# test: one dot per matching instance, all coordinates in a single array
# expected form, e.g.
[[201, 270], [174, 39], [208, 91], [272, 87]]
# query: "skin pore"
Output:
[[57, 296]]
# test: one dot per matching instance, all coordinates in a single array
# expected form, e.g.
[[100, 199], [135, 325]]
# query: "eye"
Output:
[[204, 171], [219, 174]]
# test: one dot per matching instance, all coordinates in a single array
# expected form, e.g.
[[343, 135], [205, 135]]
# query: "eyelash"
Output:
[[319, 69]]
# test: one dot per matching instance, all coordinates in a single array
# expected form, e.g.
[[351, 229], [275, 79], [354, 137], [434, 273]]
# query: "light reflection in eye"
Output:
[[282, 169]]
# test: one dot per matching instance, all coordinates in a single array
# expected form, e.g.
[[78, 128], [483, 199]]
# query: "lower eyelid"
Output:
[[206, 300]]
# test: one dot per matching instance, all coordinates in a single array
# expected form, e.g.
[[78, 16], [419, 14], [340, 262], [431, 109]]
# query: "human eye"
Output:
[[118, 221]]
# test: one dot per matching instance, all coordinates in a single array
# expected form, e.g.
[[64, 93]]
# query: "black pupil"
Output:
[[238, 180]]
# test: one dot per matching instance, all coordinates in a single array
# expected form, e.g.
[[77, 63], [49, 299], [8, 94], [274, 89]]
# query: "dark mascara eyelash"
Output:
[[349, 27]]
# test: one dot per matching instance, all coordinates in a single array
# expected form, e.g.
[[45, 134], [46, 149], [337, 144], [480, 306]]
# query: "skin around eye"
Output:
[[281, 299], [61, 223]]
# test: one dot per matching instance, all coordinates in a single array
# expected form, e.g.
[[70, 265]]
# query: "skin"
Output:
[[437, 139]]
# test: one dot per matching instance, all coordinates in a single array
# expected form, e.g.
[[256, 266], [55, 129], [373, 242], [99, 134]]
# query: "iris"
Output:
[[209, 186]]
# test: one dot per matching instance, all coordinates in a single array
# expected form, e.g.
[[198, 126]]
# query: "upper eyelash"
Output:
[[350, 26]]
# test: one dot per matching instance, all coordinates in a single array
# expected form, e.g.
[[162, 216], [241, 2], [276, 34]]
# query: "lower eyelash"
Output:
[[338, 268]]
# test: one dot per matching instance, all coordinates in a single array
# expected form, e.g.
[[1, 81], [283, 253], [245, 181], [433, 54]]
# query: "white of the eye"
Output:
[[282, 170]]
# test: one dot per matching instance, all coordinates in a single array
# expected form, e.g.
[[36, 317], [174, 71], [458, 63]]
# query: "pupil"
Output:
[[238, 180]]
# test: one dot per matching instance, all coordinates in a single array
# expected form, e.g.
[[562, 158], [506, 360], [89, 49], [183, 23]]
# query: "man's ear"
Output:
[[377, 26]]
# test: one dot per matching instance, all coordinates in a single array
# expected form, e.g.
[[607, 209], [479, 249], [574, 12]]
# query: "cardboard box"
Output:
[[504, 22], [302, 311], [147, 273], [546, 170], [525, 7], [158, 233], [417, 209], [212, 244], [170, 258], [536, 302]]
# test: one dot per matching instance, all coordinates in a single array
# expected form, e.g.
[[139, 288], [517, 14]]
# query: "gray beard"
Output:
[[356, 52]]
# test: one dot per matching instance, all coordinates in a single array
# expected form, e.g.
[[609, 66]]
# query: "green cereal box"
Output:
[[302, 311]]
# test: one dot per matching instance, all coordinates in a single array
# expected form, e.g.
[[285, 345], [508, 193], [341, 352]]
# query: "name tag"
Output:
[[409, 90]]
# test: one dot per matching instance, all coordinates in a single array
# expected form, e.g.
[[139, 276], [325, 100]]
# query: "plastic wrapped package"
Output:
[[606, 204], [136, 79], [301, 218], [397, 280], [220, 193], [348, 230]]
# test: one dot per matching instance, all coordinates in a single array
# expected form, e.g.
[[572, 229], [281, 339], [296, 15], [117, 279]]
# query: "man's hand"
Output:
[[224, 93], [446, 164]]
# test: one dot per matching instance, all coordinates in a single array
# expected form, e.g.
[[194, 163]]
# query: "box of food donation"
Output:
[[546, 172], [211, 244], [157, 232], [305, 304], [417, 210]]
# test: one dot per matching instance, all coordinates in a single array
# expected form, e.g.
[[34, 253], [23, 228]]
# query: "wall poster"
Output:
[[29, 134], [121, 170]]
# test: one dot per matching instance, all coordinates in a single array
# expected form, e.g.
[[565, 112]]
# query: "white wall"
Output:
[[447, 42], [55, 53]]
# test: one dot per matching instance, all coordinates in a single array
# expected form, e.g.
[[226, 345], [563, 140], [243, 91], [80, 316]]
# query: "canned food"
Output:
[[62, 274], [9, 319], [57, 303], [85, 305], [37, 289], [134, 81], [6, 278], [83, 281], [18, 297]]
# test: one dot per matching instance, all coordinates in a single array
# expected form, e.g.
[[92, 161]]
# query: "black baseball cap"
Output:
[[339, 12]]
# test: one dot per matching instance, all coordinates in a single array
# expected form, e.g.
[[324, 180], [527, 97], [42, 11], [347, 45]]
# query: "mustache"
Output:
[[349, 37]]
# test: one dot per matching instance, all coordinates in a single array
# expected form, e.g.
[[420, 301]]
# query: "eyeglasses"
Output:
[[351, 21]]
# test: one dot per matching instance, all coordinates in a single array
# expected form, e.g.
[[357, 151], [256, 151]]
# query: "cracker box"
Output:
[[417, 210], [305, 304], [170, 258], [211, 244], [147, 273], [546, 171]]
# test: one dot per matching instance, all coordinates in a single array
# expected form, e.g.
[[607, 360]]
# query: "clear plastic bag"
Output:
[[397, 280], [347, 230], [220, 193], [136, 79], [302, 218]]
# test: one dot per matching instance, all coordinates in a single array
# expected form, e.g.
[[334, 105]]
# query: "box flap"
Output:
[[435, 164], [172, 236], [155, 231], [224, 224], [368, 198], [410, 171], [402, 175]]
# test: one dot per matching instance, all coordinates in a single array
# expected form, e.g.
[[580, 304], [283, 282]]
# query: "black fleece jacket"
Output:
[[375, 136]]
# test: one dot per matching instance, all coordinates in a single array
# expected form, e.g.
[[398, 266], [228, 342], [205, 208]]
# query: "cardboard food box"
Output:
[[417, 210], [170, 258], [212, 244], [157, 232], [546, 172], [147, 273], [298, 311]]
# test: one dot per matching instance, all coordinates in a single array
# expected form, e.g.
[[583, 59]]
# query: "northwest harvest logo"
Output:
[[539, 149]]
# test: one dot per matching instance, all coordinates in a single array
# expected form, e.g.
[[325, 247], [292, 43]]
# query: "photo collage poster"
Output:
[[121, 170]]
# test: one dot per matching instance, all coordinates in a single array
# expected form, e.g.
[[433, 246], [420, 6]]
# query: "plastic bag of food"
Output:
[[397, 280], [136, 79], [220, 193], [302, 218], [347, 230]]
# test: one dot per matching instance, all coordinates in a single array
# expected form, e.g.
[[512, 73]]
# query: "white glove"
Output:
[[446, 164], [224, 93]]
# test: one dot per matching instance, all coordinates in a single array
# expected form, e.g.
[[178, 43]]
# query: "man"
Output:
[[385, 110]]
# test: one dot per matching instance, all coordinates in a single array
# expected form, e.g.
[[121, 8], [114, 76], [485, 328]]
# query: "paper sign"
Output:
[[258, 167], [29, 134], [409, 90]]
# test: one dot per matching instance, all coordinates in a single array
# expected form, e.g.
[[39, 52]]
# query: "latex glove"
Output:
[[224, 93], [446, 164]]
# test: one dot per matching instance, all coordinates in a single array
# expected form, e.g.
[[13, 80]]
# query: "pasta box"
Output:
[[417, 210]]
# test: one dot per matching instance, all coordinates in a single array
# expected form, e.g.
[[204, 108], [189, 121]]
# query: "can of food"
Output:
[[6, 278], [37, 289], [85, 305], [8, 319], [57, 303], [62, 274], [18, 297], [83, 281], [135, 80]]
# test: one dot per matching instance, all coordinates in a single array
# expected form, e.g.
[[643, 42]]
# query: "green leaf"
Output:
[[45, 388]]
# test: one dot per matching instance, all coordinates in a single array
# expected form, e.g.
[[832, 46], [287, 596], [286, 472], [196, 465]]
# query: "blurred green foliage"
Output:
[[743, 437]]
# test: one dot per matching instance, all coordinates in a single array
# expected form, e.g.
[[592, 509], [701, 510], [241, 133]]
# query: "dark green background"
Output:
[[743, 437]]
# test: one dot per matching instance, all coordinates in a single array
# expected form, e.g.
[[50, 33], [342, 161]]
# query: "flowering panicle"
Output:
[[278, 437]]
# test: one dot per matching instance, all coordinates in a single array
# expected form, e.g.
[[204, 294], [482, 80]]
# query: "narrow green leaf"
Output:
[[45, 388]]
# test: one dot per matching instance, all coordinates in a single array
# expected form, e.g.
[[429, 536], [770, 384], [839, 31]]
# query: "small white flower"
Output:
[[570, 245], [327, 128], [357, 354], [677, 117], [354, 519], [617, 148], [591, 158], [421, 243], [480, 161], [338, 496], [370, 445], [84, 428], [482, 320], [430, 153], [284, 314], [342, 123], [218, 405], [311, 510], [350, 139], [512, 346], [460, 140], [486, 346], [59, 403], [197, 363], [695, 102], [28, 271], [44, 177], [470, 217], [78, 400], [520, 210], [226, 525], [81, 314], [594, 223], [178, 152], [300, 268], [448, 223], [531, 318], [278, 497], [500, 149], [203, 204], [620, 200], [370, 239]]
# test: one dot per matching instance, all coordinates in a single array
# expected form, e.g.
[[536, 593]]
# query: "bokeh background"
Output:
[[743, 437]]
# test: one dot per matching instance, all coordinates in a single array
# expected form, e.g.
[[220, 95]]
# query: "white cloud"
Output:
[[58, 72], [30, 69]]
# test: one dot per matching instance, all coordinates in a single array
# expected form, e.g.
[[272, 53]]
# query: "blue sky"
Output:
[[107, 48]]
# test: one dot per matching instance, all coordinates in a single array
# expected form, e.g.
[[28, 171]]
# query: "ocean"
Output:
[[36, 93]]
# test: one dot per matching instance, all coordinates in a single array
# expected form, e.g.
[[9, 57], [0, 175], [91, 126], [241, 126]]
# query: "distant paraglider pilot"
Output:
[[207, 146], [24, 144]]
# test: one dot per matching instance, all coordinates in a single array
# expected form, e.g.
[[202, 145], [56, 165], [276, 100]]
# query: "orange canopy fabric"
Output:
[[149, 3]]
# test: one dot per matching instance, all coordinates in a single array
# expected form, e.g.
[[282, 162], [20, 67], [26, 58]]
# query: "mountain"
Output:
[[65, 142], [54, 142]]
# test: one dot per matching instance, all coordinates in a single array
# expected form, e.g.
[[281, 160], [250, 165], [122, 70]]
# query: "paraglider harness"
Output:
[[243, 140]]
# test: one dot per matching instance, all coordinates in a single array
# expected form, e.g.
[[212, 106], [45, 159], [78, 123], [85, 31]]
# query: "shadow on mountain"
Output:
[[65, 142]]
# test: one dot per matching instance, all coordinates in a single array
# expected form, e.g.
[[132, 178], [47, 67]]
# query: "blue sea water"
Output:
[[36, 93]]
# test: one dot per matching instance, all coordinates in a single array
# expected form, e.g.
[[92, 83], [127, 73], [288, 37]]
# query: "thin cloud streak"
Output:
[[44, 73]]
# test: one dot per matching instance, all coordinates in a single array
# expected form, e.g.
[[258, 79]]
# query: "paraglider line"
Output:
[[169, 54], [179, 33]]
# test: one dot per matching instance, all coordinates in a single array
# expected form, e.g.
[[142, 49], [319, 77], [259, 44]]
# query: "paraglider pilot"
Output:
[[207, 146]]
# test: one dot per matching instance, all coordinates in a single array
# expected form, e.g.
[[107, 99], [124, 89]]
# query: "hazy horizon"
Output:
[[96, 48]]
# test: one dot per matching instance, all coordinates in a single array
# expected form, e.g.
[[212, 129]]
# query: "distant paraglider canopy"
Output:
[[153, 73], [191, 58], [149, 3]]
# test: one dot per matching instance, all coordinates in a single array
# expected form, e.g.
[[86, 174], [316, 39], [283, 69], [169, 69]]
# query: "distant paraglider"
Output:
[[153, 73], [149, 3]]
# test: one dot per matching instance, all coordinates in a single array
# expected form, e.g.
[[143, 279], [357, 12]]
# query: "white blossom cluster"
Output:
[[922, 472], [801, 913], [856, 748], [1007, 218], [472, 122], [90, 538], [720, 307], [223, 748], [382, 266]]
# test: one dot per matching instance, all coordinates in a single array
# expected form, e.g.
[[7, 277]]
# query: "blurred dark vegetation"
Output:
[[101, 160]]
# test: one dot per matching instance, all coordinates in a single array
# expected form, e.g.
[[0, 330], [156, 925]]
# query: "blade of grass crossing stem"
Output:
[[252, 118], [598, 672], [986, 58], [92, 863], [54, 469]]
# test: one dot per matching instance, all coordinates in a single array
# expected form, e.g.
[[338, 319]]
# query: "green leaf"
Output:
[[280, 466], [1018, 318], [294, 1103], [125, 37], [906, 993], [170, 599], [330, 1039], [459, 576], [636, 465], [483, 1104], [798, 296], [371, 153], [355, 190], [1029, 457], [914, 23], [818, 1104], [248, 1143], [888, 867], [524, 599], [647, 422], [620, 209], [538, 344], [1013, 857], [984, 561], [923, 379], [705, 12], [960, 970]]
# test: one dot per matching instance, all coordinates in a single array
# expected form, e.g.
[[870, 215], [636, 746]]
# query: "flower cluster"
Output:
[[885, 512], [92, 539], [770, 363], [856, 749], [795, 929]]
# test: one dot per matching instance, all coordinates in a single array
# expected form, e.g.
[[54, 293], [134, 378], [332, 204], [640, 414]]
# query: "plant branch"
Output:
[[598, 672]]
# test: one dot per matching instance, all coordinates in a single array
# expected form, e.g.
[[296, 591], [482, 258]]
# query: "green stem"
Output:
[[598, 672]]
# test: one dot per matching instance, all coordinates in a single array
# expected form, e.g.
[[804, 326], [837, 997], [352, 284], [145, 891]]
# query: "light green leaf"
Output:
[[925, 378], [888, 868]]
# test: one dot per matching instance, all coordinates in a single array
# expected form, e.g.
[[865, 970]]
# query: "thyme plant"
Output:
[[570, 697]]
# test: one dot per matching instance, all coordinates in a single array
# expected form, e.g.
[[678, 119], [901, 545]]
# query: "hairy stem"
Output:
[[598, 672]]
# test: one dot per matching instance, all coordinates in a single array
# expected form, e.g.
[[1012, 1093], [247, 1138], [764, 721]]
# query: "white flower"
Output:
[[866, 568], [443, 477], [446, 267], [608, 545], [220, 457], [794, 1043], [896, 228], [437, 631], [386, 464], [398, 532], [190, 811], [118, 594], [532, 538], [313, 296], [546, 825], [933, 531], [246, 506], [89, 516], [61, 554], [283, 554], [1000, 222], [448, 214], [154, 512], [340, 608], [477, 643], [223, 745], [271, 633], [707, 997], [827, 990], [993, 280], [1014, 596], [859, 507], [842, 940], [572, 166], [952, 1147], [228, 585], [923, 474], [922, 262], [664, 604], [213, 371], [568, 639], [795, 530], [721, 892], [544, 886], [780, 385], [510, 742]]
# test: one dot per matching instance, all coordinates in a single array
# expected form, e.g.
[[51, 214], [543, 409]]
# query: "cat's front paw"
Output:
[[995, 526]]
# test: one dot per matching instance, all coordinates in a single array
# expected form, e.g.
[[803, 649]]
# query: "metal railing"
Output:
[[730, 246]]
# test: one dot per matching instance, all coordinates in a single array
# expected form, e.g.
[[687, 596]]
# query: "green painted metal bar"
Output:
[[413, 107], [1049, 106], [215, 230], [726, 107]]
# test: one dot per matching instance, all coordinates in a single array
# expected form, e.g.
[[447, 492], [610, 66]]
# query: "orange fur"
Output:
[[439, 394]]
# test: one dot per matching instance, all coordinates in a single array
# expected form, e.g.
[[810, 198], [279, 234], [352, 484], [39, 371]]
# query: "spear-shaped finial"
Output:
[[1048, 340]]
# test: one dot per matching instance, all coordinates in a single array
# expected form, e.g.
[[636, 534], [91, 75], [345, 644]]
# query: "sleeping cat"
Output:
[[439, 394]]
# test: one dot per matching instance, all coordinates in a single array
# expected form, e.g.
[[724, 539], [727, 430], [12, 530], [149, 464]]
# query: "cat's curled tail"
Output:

→ **Task instructions**:
Copy everything from the first of the rows above down to the line containing "[[206, 300]]", requests included, and resize only the point coordinates in the answers by multiplying each by 1.55 and rounding to a whole number, halves up. Leave the requests and their sample arrays unchanged.

→ **Completed task**:
# test: one dot per matching instance, all coordinates in a single array
# expected form, e.g.
[[201, 270], [174, 39], [208, 91], [272, 87]]
# query: "skin pore"
Output:
[[88, 459]]
# test: one dot per matching instance, all coordinates in a single array
# expected form, e.g.
[[100, 199], [135, 325]]
# query: "eye"
Output:
[[316, 265], [339, 270]]
# test: one dot per matching instance, all coordinates in a single array
# expected form, e.g.
[[343, 135], [205, 135]]
# query: "eyelash"
Output:
[[494, 107]]
# test: one dot per matching instance, all coordinates in a single array
# expected form, e.g.
[[351, 229], [275, 79], [354, 137], [434, 273]]
# query: "light reflection in eye"
Output:
[[437, 262]]
# test: one dot per matching instance, all coordinates in a single array
# expected form, e.g.
[[78, 128], [483, 199]]
# query: "lower eyelid"
Output:
[[319, 465]]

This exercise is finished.